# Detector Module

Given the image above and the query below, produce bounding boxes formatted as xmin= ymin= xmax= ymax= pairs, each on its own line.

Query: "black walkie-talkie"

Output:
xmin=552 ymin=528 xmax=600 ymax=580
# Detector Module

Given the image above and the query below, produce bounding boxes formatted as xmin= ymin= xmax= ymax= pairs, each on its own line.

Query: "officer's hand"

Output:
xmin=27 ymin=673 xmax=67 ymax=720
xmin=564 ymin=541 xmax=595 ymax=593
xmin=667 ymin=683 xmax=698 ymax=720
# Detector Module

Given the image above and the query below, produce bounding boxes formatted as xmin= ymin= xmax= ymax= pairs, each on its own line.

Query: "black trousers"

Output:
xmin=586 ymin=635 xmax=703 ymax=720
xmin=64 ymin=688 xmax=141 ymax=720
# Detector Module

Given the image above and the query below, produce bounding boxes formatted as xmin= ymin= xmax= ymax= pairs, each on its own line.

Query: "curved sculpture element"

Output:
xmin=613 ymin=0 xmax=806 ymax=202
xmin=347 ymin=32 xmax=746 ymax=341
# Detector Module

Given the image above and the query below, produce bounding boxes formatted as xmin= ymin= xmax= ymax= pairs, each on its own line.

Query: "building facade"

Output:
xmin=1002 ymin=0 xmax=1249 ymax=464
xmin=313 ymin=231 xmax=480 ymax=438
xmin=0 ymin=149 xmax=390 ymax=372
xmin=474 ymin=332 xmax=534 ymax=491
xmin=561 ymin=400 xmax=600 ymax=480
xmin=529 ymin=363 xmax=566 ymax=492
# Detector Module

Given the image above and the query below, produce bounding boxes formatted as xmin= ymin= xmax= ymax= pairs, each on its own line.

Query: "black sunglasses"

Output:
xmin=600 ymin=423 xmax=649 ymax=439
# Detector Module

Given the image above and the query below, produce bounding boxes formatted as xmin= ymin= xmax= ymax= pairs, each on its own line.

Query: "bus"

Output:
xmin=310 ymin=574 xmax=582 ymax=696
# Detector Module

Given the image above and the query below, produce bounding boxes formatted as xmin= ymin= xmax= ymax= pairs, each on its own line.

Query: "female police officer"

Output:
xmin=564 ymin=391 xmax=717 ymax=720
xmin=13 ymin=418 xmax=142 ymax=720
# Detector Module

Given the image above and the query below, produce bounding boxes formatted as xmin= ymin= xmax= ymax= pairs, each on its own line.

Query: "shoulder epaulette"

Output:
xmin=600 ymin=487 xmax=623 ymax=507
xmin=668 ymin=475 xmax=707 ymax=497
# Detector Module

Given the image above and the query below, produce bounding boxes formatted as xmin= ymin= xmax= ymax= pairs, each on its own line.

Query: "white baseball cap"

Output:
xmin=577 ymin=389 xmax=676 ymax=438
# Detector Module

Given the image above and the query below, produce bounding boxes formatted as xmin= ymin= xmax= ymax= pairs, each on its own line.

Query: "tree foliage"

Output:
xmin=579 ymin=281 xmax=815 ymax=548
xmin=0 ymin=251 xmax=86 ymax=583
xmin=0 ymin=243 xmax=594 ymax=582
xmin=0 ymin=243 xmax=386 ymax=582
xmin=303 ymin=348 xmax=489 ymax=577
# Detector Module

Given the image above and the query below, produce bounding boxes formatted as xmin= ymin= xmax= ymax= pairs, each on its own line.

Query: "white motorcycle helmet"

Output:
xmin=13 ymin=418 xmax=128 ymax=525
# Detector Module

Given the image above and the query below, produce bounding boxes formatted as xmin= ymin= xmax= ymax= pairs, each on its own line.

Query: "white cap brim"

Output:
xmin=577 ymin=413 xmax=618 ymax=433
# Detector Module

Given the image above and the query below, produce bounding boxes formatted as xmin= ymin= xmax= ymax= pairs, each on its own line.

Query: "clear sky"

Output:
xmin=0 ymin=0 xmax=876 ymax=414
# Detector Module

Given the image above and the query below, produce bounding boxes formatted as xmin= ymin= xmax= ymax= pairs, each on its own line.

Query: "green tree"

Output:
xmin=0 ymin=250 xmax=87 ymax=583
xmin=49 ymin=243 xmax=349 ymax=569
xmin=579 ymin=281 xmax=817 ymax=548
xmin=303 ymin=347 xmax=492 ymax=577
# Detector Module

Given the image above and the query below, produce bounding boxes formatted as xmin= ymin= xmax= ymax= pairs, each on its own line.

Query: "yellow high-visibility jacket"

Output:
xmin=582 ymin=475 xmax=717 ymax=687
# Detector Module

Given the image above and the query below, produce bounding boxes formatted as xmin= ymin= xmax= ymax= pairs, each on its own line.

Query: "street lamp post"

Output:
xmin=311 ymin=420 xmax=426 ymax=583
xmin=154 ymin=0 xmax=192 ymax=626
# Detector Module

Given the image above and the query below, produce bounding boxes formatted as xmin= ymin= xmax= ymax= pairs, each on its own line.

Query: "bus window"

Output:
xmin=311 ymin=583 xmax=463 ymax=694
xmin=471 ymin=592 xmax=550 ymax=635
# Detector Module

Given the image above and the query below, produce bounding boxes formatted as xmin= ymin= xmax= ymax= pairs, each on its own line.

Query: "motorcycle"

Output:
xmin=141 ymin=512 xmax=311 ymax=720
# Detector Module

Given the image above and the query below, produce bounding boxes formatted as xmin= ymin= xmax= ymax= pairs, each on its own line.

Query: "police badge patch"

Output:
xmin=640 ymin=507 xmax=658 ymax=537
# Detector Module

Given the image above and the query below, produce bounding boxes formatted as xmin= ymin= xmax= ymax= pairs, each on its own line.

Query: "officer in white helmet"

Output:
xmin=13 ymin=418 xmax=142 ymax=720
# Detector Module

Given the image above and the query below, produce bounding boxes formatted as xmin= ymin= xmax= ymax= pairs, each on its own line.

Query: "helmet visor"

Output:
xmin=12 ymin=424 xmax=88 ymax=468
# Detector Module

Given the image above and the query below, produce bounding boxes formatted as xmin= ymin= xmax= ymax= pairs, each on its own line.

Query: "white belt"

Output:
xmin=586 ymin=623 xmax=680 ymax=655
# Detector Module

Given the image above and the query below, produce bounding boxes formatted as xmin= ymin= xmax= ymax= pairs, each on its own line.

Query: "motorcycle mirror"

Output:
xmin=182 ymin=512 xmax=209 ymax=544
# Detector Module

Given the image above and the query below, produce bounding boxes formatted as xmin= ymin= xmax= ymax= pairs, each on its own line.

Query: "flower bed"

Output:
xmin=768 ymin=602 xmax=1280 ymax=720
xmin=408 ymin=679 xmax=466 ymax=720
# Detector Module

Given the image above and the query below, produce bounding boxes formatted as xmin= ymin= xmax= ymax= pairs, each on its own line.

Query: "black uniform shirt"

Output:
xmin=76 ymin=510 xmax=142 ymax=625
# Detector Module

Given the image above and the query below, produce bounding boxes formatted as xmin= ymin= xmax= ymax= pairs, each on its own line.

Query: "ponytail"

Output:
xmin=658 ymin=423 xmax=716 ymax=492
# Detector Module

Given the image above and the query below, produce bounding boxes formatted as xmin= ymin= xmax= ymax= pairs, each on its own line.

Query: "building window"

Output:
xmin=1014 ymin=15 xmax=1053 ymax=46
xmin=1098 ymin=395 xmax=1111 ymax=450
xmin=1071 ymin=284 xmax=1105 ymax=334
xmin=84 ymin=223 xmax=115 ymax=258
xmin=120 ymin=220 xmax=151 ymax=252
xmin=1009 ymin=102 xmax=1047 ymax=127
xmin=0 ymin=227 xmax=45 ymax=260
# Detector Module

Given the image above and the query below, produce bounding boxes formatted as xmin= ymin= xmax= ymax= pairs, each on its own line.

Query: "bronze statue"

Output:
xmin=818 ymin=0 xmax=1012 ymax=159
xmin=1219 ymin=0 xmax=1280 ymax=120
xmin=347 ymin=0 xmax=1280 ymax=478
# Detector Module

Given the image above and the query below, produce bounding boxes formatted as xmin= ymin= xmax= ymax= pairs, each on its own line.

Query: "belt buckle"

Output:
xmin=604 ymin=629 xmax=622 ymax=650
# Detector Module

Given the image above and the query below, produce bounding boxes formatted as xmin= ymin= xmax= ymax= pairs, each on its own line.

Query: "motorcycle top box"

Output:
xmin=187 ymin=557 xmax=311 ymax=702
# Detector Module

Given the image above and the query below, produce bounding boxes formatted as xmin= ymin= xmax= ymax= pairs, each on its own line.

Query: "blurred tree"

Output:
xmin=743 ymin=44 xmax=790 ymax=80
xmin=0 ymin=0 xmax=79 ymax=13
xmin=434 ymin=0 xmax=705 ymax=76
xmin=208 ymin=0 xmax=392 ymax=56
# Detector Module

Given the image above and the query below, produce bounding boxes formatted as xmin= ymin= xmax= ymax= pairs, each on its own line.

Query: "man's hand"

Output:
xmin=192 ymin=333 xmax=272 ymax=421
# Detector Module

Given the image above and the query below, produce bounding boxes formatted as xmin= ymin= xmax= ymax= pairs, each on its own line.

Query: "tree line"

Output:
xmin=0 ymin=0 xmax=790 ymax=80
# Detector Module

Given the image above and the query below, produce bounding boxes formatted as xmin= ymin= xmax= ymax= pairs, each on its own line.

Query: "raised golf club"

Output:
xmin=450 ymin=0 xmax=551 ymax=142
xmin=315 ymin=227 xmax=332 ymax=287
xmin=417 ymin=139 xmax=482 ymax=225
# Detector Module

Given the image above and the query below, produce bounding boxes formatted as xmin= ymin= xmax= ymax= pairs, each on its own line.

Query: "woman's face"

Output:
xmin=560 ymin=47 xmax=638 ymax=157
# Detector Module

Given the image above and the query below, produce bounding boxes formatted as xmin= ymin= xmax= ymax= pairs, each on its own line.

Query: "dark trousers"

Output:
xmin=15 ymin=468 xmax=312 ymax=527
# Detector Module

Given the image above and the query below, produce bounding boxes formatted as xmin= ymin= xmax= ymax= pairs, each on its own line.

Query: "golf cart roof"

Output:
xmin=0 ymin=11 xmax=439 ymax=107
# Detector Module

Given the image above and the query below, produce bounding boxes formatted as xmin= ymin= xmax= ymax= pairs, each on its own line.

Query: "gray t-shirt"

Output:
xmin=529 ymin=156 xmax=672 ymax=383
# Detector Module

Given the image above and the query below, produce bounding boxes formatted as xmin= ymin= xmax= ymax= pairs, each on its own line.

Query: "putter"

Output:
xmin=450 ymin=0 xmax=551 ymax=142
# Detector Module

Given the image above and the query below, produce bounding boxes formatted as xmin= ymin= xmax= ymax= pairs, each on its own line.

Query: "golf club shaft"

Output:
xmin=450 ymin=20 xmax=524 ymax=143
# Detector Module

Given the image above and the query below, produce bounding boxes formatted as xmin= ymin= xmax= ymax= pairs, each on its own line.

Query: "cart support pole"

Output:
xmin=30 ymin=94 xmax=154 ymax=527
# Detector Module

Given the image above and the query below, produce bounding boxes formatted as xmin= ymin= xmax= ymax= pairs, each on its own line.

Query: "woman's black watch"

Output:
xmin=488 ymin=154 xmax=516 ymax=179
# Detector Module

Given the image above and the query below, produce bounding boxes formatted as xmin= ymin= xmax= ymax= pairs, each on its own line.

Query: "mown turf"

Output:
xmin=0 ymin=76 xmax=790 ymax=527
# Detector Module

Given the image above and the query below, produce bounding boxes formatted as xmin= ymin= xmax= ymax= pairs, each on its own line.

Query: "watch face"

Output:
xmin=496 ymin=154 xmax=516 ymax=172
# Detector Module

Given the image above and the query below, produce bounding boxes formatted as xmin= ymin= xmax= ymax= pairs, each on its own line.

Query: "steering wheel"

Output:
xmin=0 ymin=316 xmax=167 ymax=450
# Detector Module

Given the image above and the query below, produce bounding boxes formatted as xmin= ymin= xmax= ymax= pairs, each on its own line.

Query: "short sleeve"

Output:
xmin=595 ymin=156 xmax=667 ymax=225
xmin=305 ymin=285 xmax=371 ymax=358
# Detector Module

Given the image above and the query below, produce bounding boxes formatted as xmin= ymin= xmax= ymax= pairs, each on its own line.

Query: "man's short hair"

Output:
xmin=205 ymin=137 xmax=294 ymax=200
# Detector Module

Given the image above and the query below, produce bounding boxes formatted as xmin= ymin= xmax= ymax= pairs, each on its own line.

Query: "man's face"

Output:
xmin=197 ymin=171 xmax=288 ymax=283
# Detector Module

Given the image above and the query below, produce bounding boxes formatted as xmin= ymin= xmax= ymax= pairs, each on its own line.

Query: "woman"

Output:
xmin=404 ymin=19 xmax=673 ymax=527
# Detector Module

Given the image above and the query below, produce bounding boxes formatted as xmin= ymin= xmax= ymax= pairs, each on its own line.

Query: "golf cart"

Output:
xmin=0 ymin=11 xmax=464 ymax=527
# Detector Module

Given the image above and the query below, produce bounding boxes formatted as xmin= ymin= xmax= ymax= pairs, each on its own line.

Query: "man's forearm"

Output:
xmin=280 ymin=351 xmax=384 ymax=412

###

Stated task >> Could you pull out, word for word, the stretch of lines from the very first one through the line containing "xmin=64 ymin=688 xmax=141 ymax=720"?

Solution below >>
# Detector Module

Given the image above and the query below, produce bounding boxes formatted as xmin= ymin= xmax= ymax= pairs, each on its own line.

Query: "black walkie-talkie"

Output:
xmin=552 ymin=528 xmax=600 ymax=580
# Detector Module

Given the image above and the query below, produce bounding boxes formatted as xmin= ymin= xmax= ymax= pairs, each on its own line.

Query: "officer's hand"

Output:
xmin=27 ymin=673 xmax=67 ymax=720
xmin=564 ymin=541 xmax=595 ymax=593
xmin=667 ymin=683 xmax=698 ymax=720
# Detector Module

Given the image above and the query below, produce bounding boxes formatted as xmin= ymin= xmax= ymax= pairs, each on its own line.

Query: "black trousers"

Output:
xmin=586 ymin=635 xmax=703 ymax=720
xmin=64 ymin=688 xmax=141 ymax=720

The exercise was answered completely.